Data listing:

'''

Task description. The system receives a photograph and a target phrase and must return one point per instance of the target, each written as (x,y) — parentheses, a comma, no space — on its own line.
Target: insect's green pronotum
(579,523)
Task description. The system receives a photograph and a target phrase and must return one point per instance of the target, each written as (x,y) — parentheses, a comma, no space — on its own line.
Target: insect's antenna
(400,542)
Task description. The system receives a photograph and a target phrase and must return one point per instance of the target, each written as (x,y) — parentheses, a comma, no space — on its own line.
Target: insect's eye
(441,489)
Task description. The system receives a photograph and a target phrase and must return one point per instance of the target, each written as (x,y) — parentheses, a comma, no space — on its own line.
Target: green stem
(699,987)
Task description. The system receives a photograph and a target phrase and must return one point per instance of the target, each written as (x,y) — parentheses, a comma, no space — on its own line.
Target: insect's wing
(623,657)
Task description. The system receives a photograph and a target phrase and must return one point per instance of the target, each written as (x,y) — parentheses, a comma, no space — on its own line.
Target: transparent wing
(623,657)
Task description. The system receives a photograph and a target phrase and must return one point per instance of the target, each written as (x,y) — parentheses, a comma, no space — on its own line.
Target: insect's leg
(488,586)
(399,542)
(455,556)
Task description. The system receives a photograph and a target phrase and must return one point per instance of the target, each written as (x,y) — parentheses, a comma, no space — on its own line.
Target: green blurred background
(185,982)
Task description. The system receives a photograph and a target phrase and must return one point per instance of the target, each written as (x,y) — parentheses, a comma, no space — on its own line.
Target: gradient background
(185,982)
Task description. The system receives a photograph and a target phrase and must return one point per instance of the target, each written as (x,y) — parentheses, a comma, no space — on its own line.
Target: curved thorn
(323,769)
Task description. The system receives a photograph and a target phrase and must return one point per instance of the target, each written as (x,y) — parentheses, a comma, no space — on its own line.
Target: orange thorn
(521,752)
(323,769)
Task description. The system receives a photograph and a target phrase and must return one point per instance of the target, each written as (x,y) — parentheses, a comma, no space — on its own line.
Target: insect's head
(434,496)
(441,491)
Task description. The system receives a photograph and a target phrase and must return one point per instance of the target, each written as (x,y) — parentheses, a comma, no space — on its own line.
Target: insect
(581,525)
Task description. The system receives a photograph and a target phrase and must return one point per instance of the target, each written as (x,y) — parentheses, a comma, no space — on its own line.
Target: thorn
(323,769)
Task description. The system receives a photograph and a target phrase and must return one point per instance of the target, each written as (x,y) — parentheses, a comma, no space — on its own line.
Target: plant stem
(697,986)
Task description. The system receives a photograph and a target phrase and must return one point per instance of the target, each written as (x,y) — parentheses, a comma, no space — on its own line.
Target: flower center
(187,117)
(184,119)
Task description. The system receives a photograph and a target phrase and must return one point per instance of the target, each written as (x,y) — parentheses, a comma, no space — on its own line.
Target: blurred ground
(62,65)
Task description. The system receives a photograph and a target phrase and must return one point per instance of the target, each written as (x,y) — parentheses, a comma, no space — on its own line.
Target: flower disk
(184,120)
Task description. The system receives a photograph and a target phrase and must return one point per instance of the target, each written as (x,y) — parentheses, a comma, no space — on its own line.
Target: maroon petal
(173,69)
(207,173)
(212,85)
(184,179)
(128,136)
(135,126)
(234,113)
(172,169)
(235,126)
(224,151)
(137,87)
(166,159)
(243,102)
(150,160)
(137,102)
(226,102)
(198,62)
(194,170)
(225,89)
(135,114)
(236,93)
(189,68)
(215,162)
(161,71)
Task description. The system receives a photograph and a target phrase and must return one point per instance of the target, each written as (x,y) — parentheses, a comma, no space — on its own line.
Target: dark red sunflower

'''

WHAT THE TASK ASKS
Retype the material in full. Each word must match.

EXERCISE SOLUTION
Task description. The system receives a photograph and a target phrase and must return one point per instance of the target, each written as (x,y) — parentheses, a comma, no space — on its own line.
Target: insect's green pronotum
(579,523)
Task description. The system receives a photograph and a target phrase and must return one point per instance of the target, each written as (x,y) — parentheses, a comma, no space — on its own line.
Target: insect's antenna
(400,542)
Task description. The system receives a photograph and a target phrase and must return one point per instance of the target, each written as (x,y) — parentheses, a comma, no space — on its own line.
Target: insect's eye
(441,489)
Task description. The system receives a photograph and a target phrase and must return one point per instance of the target, each written as (x,y) — parentheses, a comma, no space — on its own line.
Target: green stem
(699,987)
Task description. The system receives a photograph and a target phrase and must return one point per instance of the target, each written as (x,y) — parentheses, a comma, no space — on its own line.
Target: insect's wing
(623,657)
Task description. The system receives a photograph and a target phrase and must return one point per instance of the target, each written as (x,y) — parentheses, a comma, no space — on its own line.
Target: transparent wing
(623,657)
Task description. The system receives a photograph and a target phrase and must return one point per instance of the target, each written as (x,y) — parentheses, a comma, no space — on its own line.
Target: insect's leg
(488,586)
(399,542)
(455,556)
Task description. The system receives a photograph and a target phrase and must return one point per instance of the target, each written as (x,y) — parentheses, a comma, no space — on its own line.
Target: green blurred background
(185,982)
Task description. The system receives a photograph and a target phrase and must return one point per instance of the target, each written as (x,y) — parentheses, a comma, no space — on its own line.
Target: gradient background
(185,982)
Task description. The system receives a photograph and a target phrase and must return one point per instance of the target, each written as (x,y) — parentheses, a comma, no space — on its own line.
Target: curved thorn
(323,769)
Task description. The system receives a photograph and a target phrase and must return one point per instance of the target, each written as (x,y) — parentheses, a comma, no space — on its own line.
Target: orange thorn
(521,752)
(323,769)
Task description. The system receives a photograph and a target phrase and must return one point per instance of the target, each written as (x,y) — parentheses, a comma, no space — on its own line.
Target: insect's head
(434,496)
(441,491)
Task description. The system receives a photograph and a target phrase and must return one point per instance of the target, each written as (x,y) — parentheses, a comma, no space — on its own line.
Target: insect
(581,525)
Task description. The system receives a photograph and a target phrase and must return one point per instance of the target, each written as (x,y) — parentheses, a comma, no space — on its own line.
Target: thorn
(323,769)
Task description. The system receives a photograph and a target phrase and must return one point per instance of the target, each written as (x,y) — parentheses, a comma, no space — on its own line.
Target: plant stem
(697,986)
Task description. The system receives a photograph and a target phrase and must return one point per instance of the target, each written as (x,y) — parentheses, a comma, no space — on its own line.
Target: flower center
(187,117)
(184,119)
Task description. The system receives a photograph and a target phrase and must return one point per instance of the target, each written as (x,y) — parentheses, a comma, no space — on its own line.
Target: blurred ground
(62,65)
Task description. The system receives a photograph and a target phrase and must return one point per instance of the target, each written as (x,y) — parentheses, a comma, no space — on its own line.
Target: flower disk
(184,120)
Task description. The system receives a photograph and a target phrase and must return one point per instance of the target, each written as (x,y) — parentheses, a comma, no space — on its own line.
Target: maroon petal
(173,69)
(207,173)
(212,85)
(184,179)
(128,136)
(135,126)
(234,113)
(172,169)
(235,126)
(224,151)
(137,87)
(166,159)
(243,102)
(150,160)
(137,102)
(226,102)
(198,62)
(194,170)
(225,89)
(135,114)
(236,93)
(189,68)
(215,162)
(161,71)
Task description. The system receives a photograph and a target phrase and must return one point per instance of the target, each written as (x,y) — parentheses, a comma, no space — on its own line.
Target: dark red sunflower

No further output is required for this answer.